▶ [Opdracht A]:
Vertaal de zin "Rechtbank Noord-Holland en in hoger beroep Hof Amsterdam zijn het met de Inspecteur eens." uit het paginafragment in het Engels.
▶ [Opdracht B]:
Stemmen deze beweringen overeen met het paginafragment? Beantwoord elke bewering met ja of nee en citeer de woorden uit het paginafragment die de doorslag geven. (i) X is vanaf 20 april 2020 houder van een bestelauto. (ii) Volgens het Hof is een chemisch toilet op één lijn te stellen met een niet-opvouwbare rolstoel. (iii) De Hoge Raad heeft het beroep in cassatie toegewezen.
▶ [Opdracht C]:
Geef het deel van het paginafragment letterlijk weer dat begint bij "Samenvatting" en eindigt bij "X staat erin.".

▶ [Paginafragment]:
+-------+

Samenvatting
X (belanghebbende) is vanaf 20 april 2020 houder van een bestelauto. Hij heeft verzocht om toepassing van het in artikel 24a, lid 1, Wet MRB opgenomen tarief (het lage tarief) voor gehandicapten. De bestelauto is in de laadruimte voorzien van een chemisch toilet en de inklapbare rollator van X staat erin.
Volgens de Inspecteur is het lage tarief niet van toepassing. Er wordt niet voldaan aan de voorwaarden van artikel 24a Wet MRB in samenhang met artikel 4a Uitv.reg. MRB.
Rechtbank Noord-Holland en in hoger beroep Hof Amsterdam zijn het met de Inspecteur eens.
Een noodzakelijk hulpmiddel als bedoeld in artikel 4a, lid 1, Uitv.reg. MRB, niet zijnde een niet-opvouwbare rolstoel in de strikte zin van het woord, kan hooguit een hulpmiddel zijn dat met een niet-opvouwbare rolstoel op één lijn is te stellen. Gelet op omvang, gewicht en functie kan daarbij worden gedacht aan een scootmobiel en een driewieler voor volwassenen.
Een chemisch toilet is niet op één lijn te stellen met een niet-opvouwbare rolstoel, hoezeer het Hof ook begrip heeft voor het feit dat X als gevolg van zijn incontinentie lichamelijke en praktische ongemakken ondervindt.
Een inklapbare rollator is evenmin op één lijn te stellen met een niet-opvouwbare rolstoel. Het is geen hulpmiddel dat van een dusdanige omvang of een dusdanig gewicht is, dat X, rekening houdend met zijn handicap, voor zijn vervoer is aangewezen op het gebruik van zijn bestelauto, oordeelt het Hof.
De Hoge Raad heeft op 14 februari 2025 het beroep in cassatie tegen deze uitspraak verworpen onder verwijzing naar artikel 81 Wet RO.

+-------+

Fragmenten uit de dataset
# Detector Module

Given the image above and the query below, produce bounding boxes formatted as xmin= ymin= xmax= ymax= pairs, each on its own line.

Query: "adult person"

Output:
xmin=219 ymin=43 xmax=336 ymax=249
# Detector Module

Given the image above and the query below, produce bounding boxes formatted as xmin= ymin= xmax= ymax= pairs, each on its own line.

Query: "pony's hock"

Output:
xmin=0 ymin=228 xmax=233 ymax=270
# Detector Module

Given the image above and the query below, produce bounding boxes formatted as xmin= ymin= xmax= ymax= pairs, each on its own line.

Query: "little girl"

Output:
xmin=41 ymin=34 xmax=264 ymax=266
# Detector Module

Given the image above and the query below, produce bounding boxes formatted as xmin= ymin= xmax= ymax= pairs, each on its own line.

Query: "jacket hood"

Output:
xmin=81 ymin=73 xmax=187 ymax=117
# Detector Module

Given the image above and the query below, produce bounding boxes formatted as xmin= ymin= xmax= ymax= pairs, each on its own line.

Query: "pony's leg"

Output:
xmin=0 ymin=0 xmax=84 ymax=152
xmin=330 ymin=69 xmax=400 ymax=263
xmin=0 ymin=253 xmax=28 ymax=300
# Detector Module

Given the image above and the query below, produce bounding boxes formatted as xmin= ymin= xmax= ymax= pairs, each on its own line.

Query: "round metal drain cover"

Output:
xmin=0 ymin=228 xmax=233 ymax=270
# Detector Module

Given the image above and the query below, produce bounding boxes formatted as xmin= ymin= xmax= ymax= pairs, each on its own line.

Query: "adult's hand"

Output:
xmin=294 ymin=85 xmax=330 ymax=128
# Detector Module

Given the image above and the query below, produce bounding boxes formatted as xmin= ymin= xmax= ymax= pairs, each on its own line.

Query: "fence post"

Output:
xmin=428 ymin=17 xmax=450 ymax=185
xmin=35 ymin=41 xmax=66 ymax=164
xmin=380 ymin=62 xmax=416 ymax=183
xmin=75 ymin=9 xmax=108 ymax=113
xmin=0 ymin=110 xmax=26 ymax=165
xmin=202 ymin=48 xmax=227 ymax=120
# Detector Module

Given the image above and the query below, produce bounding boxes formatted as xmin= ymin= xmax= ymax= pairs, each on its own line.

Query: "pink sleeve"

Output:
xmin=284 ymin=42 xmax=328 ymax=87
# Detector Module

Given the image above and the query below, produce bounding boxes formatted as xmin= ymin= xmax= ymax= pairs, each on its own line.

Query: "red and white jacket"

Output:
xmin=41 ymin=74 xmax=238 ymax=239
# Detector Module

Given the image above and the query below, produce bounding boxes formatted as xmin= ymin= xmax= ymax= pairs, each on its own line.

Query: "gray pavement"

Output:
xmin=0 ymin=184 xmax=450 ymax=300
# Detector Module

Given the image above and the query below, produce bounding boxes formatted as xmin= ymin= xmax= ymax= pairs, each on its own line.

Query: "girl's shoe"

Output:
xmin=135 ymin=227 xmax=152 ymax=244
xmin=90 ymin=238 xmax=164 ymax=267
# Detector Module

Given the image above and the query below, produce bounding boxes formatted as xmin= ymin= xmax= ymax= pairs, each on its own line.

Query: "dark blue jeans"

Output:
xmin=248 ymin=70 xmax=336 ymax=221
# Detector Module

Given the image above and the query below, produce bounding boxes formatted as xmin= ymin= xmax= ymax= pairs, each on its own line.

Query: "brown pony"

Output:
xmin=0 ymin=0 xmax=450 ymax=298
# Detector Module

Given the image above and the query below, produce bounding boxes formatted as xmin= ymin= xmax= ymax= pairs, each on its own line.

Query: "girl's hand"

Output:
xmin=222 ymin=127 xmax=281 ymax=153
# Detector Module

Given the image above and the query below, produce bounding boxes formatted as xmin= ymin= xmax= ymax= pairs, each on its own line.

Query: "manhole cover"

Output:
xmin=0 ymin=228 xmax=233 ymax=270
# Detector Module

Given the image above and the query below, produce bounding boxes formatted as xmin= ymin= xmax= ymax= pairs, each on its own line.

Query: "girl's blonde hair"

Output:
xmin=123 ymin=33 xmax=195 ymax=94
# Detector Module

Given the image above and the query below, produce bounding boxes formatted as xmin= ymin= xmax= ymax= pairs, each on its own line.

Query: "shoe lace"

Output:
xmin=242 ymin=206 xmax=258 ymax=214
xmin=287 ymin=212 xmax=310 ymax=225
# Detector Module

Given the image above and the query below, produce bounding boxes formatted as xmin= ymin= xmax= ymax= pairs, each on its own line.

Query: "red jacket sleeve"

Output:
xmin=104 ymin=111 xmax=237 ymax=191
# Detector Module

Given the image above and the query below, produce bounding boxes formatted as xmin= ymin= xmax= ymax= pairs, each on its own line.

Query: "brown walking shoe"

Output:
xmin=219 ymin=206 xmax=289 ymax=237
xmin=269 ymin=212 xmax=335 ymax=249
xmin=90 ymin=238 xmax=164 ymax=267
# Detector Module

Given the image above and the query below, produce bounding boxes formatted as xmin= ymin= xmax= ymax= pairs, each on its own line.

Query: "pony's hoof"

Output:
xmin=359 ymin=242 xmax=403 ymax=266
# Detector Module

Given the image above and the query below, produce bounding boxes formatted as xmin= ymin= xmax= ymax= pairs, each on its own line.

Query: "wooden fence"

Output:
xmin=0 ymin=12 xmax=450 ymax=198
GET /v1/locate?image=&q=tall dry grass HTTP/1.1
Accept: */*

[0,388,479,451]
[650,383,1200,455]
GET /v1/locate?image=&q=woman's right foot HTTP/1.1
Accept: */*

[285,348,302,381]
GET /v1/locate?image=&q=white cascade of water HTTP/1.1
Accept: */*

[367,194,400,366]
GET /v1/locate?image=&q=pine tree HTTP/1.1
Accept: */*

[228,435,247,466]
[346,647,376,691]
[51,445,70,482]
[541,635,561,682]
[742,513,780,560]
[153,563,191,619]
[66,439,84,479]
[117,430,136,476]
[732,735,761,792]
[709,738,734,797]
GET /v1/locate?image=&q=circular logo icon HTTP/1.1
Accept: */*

+-------+

▶ [Antwoord A]:
The District Court of North Holland and, on appeal, the Amsterdam Court of Appeal agree with the Inspector.

▶ [Antwoord B]:
(i) Ja: "X (belanghebbende) is vanaf 20 april 2020 houder van een bestelauto."
(ii) Nee: "Een chemisch toilet is niet op één lijn te stellen met een niet-opvouwbare rolstoel"
(iii) Nee: "De Hoge Raad heeft op 14 februari 2025 het beroep in cassatie tegen deze uitspraak verworpen"

▶ [Antwoord C]:
Samenvatting
X (belanghebbende) is vanaf 20 april 2020 houder van een bestelauto. Hij heeft verzocht om toepassing van het in artikel 24a, lid 1, Wet MRB opgenomen tarief (het lage tarief) voor gehandicapten. De bestelauto is in de laadruimte voorzien van een chemisch toilet en de inklapbare rollator van X staat erin.